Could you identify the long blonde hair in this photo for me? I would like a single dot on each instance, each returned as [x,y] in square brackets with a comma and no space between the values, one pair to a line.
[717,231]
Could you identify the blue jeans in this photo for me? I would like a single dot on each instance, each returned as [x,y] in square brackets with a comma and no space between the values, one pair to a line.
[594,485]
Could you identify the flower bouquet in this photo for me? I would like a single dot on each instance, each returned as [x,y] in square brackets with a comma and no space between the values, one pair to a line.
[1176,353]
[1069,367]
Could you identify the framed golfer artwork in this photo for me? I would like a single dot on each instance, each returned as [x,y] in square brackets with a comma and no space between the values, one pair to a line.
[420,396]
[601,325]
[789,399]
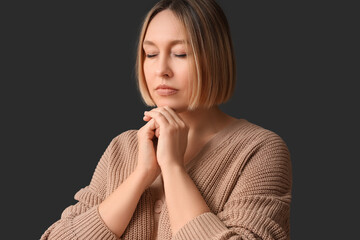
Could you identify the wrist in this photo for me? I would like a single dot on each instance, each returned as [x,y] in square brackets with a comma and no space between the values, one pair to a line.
[142,177]
[172,169]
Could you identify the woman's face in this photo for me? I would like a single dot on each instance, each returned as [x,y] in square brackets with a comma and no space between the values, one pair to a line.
[168,64]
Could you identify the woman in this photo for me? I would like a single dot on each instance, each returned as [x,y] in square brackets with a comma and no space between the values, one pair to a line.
[192,171]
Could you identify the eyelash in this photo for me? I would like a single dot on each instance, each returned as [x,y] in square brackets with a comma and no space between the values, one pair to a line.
[176,55]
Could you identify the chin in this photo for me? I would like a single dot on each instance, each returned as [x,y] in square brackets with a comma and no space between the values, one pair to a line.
[178,108]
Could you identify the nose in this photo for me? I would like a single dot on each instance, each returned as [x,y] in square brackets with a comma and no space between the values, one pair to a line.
[163,68]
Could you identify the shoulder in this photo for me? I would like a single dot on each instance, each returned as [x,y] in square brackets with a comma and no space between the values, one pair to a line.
[255,135]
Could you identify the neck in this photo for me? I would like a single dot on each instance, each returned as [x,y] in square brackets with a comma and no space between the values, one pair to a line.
[203,122]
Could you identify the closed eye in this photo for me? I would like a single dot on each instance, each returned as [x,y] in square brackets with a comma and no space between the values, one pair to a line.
[180,55]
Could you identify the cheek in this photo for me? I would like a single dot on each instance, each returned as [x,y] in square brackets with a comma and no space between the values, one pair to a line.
[147,73]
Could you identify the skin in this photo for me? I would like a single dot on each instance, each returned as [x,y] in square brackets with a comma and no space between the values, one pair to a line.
[172,135]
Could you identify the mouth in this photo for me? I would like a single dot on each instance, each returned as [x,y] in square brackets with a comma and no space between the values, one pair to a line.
[164,90]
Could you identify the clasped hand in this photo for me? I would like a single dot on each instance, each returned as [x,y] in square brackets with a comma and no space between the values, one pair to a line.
[162,141]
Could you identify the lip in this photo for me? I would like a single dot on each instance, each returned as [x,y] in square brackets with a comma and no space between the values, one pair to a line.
[164,90]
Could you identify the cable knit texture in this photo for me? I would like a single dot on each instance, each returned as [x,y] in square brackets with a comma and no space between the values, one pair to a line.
[243,173]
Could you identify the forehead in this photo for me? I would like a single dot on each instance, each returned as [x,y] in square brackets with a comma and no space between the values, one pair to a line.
[165,27]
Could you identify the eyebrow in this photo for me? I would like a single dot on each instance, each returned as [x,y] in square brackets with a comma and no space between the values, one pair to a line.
[174,42]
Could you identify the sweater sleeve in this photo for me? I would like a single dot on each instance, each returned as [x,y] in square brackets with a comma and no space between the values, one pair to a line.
[82,220]
[259,204]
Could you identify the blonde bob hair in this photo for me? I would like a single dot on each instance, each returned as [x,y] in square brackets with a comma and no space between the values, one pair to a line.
[210,40]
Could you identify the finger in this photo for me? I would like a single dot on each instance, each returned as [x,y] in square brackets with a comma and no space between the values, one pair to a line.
[158,117]
[166,114]
[146,118]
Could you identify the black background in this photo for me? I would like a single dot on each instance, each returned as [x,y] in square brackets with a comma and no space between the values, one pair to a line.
[68,88]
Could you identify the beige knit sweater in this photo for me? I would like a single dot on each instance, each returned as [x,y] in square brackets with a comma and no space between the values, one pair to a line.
[243,173]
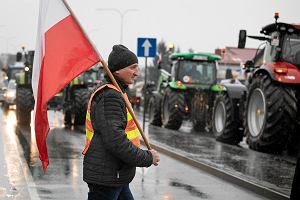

* **Task goal**: Please reproduce nothing but the lines from the one containing "Could you identify the forehead" through the closing line of the listing, retyped word for word, pictures excluded.

* **Answer for the task**:
Could you identify the forehead in this photo for me? I would like a single dot on each instance, each returned as [x,y] in square brackets with a comma and no space between the values, one pair to a line.
[165,27]
Could you identify the eyebrow in this photo for me? I would like a single dot on each instance, each returned as [x,y] in square brackets with a comma and no space between the values, one pair to a line.
[174,42]
Could you identify the sweater sleeve in this photo for me? I would like a single dot on each instance, each returned as [x,y] in square brackets with a comma and no space between the values, one pair to a line.
[82,220]
[259,204]
Could you identify the blonde bob hair in this photo for me? I would like a single dot on each instance, each returned as [x,y] in square brackets with a comma and no space between the values, one pair to a line.
[210,40]
Could you identify the finger in this photo for me? I would like a single dot on each instance, each returned as [x,y] in square brackets with a comma and no space between the values, one pair to a line.
[158,117]
[166,114]
[146,118]
Could you identify the black background in this photo for me? I would like a single dot on each instance, each returned as [x,y] in square brackets with a comma and no space between the values, one pair to a line.
[68,88]
Could you identify the beige knit sweater in this photo for me? I would like a single dot on each instance, each returned as [x,y] in square brackets with a comma and no space between the values, one pair to a line.
[243,173]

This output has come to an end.